> _TAREFAS A REALIZAR_
1 > No artigo sobre a importância de agir a tempo, liste todas as situações mencionadas na frase que começa por "Chegar tarde à inflação".
2 > Que profissões o artigo sobre a importância de agir a tempo dá como exemplo?
3 > Prossiga com o artigo sobre a importância de agir a tempo, a partir da última frase apresentada.

> _TEXTO DA PÁGINA_
━━━━
Grande Angular - Antes que seja tarde

Por António Barreto

Acudir a tempo e horas ou não chegar tarde é uma das principais exigências de várias profissões. Como dos bombeiros e dos médicos, por exemplo. O tempo e a oportunidade são factores essenciais para evitar o desastre, mas também podem ser a sua principal causa. Por melhores que sejam as intenções, tudo cai por terra quando não se chega a tempo. Tentar o que quer que seja já fora de horas é inútil, mesmo por vezes prejudicial, dado que uma tentativa falhada agrava a condição. Não perceber a tempo é um convite à desgraça.

 

Tudo o que precede aplica-se à política e à gestão do espaço público e das instituições. Política, economia e sociedade dependem do tempo e do momento. Chegar tarde à inflação ou à doença, não chegar a tempo às migrações ilegais e às situações de conflito social, podem ser suficientes para que tudo se agrave e se torne mais difícil, até mesmo impossível, com más consequências para os cidadãos e a comunidade.
━━━━
> _LINHAS EXTRAÍDAS_
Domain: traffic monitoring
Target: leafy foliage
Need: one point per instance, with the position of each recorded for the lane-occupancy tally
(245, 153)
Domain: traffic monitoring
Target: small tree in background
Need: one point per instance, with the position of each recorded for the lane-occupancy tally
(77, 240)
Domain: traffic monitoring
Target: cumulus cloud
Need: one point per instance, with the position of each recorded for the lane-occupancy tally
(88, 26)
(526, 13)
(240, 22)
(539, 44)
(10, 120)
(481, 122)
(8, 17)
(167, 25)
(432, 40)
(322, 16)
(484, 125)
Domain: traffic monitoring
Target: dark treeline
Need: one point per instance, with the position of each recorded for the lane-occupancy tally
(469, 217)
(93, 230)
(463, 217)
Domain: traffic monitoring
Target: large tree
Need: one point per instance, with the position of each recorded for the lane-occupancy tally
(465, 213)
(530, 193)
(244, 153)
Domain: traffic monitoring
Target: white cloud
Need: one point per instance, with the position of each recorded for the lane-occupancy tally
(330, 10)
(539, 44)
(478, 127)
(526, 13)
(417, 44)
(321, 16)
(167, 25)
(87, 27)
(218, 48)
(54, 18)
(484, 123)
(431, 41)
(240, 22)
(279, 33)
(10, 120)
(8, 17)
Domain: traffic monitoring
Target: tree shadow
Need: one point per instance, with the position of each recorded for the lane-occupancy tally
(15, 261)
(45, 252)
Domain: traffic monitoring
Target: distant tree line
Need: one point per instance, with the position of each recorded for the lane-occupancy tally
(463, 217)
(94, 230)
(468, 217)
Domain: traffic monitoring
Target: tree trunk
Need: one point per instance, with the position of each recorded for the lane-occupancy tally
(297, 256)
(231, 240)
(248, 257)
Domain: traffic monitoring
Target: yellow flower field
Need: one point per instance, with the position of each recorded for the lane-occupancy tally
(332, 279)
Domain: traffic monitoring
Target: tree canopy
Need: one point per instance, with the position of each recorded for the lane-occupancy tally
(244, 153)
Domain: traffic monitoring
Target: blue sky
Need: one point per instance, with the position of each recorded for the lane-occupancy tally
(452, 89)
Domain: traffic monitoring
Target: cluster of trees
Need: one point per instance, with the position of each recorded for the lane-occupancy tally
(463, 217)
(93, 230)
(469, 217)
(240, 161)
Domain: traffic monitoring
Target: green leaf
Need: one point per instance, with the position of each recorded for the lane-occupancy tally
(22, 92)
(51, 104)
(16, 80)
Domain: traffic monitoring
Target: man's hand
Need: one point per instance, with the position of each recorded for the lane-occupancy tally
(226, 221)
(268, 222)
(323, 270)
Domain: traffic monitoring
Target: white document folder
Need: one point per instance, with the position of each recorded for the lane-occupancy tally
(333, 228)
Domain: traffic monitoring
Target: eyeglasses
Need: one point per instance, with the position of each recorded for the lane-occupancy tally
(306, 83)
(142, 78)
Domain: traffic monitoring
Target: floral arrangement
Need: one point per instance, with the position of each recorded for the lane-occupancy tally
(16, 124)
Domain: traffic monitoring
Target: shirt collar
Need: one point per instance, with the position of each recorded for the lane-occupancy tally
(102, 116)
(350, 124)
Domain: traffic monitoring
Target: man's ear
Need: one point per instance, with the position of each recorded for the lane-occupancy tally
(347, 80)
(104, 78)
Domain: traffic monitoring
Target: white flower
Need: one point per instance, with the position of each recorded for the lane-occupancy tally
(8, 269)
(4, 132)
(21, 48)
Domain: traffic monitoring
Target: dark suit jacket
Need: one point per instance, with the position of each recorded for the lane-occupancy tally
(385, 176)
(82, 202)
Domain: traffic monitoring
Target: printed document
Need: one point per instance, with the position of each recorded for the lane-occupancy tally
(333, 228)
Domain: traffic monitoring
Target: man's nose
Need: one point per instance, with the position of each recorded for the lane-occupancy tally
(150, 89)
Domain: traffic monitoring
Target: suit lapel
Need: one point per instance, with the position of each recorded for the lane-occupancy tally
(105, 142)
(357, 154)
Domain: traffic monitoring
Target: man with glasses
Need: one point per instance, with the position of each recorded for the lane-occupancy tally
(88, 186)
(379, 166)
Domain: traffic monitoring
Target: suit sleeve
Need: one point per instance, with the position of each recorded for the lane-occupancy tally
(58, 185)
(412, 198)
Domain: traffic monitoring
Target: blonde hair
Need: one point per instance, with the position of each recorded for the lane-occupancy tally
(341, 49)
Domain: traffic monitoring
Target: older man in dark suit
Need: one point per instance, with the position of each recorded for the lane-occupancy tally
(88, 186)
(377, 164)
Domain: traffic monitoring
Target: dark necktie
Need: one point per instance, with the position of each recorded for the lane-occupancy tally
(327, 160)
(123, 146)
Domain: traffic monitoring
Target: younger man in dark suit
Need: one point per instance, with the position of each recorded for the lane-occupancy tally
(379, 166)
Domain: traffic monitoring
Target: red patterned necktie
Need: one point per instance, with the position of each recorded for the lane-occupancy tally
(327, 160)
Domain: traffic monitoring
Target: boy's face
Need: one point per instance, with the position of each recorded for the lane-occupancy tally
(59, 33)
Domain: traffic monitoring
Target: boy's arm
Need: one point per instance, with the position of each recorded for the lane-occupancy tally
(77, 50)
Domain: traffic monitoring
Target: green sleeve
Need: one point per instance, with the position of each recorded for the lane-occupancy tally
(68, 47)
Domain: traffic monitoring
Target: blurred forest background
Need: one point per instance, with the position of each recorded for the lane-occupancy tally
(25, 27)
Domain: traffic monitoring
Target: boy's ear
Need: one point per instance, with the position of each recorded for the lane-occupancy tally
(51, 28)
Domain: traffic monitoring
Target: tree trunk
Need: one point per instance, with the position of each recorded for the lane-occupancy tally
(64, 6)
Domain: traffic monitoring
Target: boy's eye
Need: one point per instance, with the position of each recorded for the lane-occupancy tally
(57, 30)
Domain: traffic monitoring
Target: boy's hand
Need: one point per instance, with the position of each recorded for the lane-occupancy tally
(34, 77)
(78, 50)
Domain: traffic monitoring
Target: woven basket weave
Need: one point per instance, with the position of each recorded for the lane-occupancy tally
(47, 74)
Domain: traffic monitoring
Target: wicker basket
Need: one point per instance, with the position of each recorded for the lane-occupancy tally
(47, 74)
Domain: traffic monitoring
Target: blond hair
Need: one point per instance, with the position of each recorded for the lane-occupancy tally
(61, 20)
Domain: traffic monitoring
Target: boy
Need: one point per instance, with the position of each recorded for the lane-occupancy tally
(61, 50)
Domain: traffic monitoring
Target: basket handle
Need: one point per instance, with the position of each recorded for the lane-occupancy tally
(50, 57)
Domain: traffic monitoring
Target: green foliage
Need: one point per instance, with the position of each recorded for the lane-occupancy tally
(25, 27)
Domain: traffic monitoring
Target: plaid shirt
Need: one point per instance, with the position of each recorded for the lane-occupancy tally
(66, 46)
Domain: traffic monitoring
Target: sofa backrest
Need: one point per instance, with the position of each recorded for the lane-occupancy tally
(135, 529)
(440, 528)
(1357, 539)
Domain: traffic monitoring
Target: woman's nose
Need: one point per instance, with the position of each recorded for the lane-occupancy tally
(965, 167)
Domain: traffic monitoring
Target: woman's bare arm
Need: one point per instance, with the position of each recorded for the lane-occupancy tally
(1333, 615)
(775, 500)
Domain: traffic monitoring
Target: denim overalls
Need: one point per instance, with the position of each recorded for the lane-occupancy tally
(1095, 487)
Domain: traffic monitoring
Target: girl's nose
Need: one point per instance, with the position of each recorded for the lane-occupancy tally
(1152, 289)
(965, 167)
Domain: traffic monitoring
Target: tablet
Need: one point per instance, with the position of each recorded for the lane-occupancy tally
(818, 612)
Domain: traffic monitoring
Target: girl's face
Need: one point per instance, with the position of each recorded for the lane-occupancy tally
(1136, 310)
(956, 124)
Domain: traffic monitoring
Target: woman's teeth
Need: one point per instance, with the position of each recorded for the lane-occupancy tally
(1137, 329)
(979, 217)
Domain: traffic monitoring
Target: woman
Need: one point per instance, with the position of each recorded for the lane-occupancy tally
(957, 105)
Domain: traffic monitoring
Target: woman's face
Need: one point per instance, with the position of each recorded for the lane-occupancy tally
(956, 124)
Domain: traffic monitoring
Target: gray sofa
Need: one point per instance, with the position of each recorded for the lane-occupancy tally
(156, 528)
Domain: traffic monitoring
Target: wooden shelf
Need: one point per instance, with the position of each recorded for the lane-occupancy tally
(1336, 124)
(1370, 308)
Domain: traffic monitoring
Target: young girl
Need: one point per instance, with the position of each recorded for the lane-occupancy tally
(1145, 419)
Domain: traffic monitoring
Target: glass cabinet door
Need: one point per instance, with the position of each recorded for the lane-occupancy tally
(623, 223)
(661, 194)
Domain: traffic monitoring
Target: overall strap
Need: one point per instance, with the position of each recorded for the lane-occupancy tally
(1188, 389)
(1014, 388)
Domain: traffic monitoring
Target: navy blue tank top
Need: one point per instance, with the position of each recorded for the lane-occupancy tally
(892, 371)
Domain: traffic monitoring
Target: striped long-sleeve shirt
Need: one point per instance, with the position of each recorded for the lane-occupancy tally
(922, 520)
━━━━
> _RESPOSTAS POR ITEM_
1 >
inflação
doença
migrações ilegais
situações de conflito social

2 > Os bombeiros e os médicos.

3 >
O actual governo, o Parlamento, o Presidente da República e as instituições, numa palavra, as autoridades ainda têm tempo (e meios) para resolver os actuais problemas mais críticos, ainda podem acudir ao que parece ruir todos os dias. É preciso que queiram, que estejam dispostos a arriscar, que não considerem prioritárias as suas vidas pessoais, que não acreditem em mitos ideológicos, que não se sintam prisioneiros de correligionários e que não estejam cativos de paixões menores. Nada disto é fácil, mas também nada é impossível.

 

As divisões dentro do Partido Socialista não parecem ter a gravidade que se lhes atribui. A competição, que vai ser feroz, não é pelo presente, mas sim pelo futuro. A opinião pública parece desafecta do actual governo, mas não necessariamente da actual solução parlamentar. O Partido Social Democrata ainda não parece estar à altura da alternativa, se é que algum dia estará. Do Chega vem muito barulho por pouca coisa. Dos outros partidos não é mesmo de esperar nada. Apesar da conflitualidade crescente, o Presidente da República, sem projectos para depois de terminado o mandato, não parece interessado em forçar uma ruptura insanável. A União Europeia vê Portugal com bons olhos, desde que não incomode. Há meios financeiros que suportem uma acção enérgica. A rotina e a imobilidade favorecem o Partido Socialista e o Governo. Mas prejudicam o país. E é provável que a perturbação eleitoral e a dissolução sejam pelo menos tão nefastos quanto a estabilidade ou a estagnação. É um dilema clássico: os termos da alternativa são ambos maus. E de ambos sofrerá a população.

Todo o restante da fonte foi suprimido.